* GIVEN INSTRUCTION *
Rewrite all of the rows below with "outline every instance" substituted for every occurrence of "segment each instance", leaving everything else unchanged.

::: DATA LINES :::

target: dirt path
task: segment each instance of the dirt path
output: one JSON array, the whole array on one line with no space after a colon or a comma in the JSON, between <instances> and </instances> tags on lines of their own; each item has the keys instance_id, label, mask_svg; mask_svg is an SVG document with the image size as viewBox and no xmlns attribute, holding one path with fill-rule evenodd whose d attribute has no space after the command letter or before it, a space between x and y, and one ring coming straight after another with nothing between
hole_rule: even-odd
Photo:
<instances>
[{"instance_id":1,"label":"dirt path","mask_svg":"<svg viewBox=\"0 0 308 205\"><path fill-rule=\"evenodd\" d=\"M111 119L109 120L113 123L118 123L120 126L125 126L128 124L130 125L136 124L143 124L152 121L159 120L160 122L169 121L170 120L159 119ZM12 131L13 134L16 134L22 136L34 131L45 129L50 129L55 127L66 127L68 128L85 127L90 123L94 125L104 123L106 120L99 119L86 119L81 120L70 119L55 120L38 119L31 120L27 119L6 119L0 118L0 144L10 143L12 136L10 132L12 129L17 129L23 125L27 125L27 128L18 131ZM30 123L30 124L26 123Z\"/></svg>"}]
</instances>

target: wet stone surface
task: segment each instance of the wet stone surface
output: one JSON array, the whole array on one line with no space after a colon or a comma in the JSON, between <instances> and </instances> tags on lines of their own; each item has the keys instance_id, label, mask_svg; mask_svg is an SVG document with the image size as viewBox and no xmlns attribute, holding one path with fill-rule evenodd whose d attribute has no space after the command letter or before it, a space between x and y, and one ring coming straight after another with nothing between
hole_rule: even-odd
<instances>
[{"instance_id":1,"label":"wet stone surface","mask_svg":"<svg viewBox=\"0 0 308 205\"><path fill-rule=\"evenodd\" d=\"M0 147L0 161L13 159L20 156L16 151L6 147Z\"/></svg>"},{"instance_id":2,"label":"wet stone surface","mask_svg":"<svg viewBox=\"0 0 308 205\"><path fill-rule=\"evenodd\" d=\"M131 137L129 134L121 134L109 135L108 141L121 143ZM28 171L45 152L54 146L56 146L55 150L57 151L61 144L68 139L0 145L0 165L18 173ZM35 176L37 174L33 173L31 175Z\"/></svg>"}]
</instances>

:::

* TASK RESPONSE *
target: dirt path
task: outline every instance of the dirt path
output: one JSON array, the whole array on one line with no space after a colon or a comma in the JSON, between <instances> and </instances> tags on lines of their own; each item has the keys instance_id, label, mask_svg; mask_svg is an SVG document with the image size as viewBox and no xmlns attribute, holding one path with fill-rule evenodd whose d attribute has no space after the command letter or before it, a space between x and y, and one ring coming straight after another with nothing between
hole_rule: even-odd
Photo:
<instances>
[{"instance_id":1,"label":"dirt path","mask_svg":"<svg viewBox=\"0 0 308 205\"><path fill-rule=\"evenodd\" d=\"M111 119L109 120L113 123L118 123L120 126L125 126L128 124L130 125L136 124L143 124L152 121L159 120L160 122L169 121L170 120L159 119ZM12 131L13 134L16 134L22 136L34 131L45 129L50 129L55 127L66 127L68 128L85 127L90 123L94 125L104 123L106 120L99 119L86 119L81 120L70 119L55 120L38 119L31 120L27 119L6 119L0 118L0 144L10 143L12 136L10 132L12 129L17 129L23 125L27 125L27 128L18 131ZM30 123L30 124L26 123Z\"/></svg>"}]
</instances>

target: wet stone surface
task: outline every instance of the wet stone surface
output: one JSON array, the whole array on one line with no space after a colon or a comma in the JSON, between <instances> and </instances> tags on lines of their own; each item has the keys instance_id, label, mask_svg; mask_svg is an SVG document with the image size as viewBox and no xmlns attribute, holding one path with fill-rule evenodd whose d attribute has no space after the command letter or before it, a space between x and y, and one ring coming straight after another with nothing between
hole_rule: even-odd
<instances>
[{"instance_id":1,"label":"wet stone surface","mask_svg":"<svg viewBox=\"0 0 308 205\"><path fill-rule=\"evenodd\" d=\"M0 147L0 161L13 159L20 156L16 151L6 147Z\"/></svg>"},{"instance_id":2,"label":"wet stone surface","mask_svg":"<svg viewBox=\"0 0 308 205\"><path fill-rule=\"evenodd\" d=\"M131 137L129 134L121 134L109 135L108 141L121 143ZM28 171L45 152L54 146L56 146L55 150L57 151L61 144L68 139L0 145L0 165L18 173ZM35 176L37 174L33 173L31 175Z\"/></svg>"}]
</instances>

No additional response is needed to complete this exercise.